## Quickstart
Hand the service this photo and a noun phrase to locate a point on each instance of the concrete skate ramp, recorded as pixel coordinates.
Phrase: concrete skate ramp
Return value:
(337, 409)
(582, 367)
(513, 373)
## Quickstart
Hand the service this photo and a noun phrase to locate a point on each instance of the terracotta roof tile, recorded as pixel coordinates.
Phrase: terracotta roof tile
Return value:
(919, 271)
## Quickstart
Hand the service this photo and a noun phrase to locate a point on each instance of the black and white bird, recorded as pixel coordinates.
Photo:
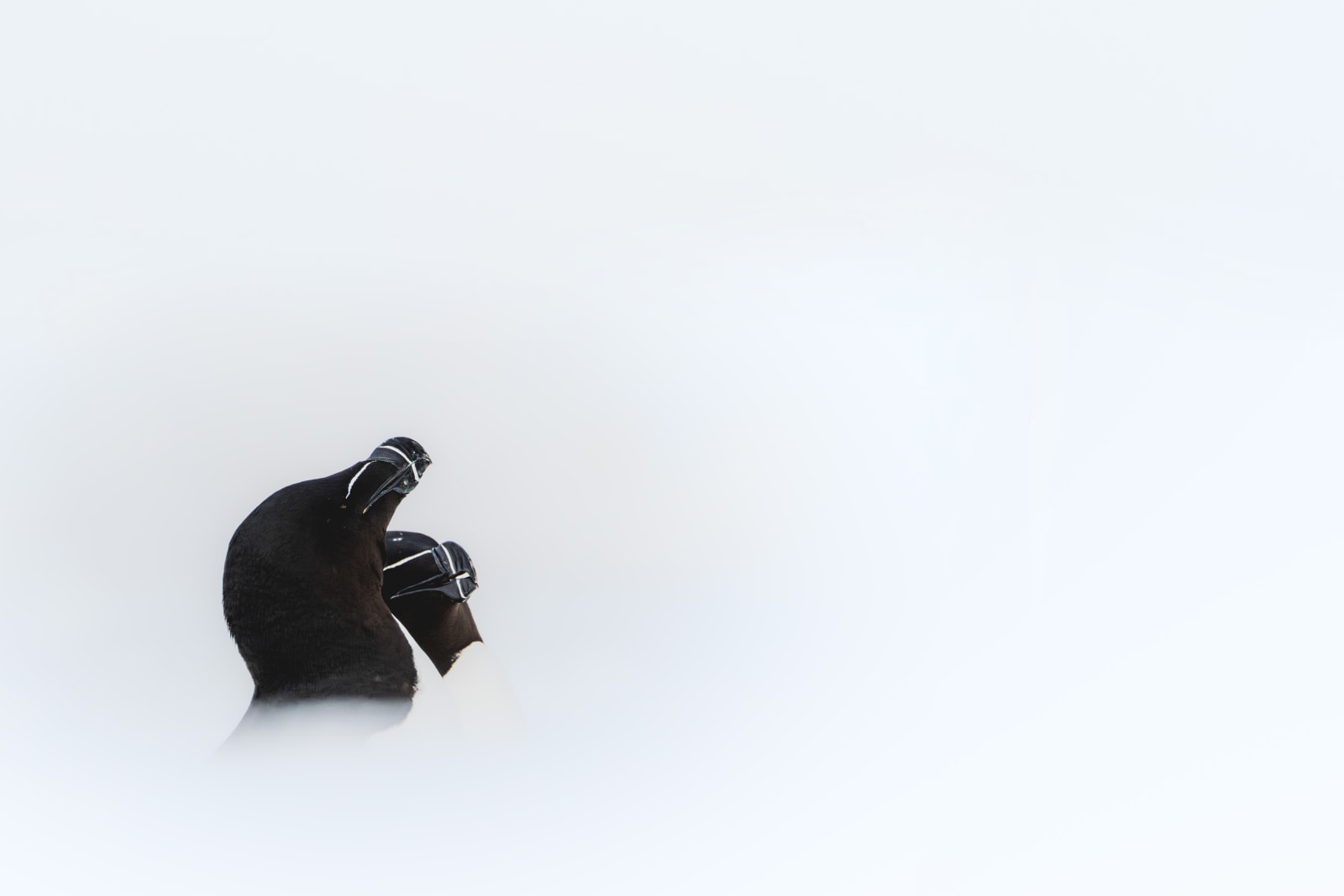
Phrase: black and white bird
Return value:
—————
GIVEN EXERCISE: Reproduce all of the records above verbatim, with every line unchanged, and leave out the pictures.

TASK OUTPUT:
## Quickstart
Hand the service this photo and a noun phrase to locate a point on each instance of the concrete skate ramp, recorded as pixel coordinates.
Phrase: concrete skate ramp
Return value:
(337, 409)
(582, 367)
(513, 373)
## Quickstart
Hand the service this photo and a noun phrase to locate a point on each instance of the terracotta roof tile, recorded as pixel coordinates.
Phrase: terracotta roof tile
Return value:
(919, 271)
## Quickstart
Hand the service this photo and a noun phrase to locate a point on each instance of the black and white bird, recorded as pixel coordinates.
Photo:
Phrase: black and white bird
Return value:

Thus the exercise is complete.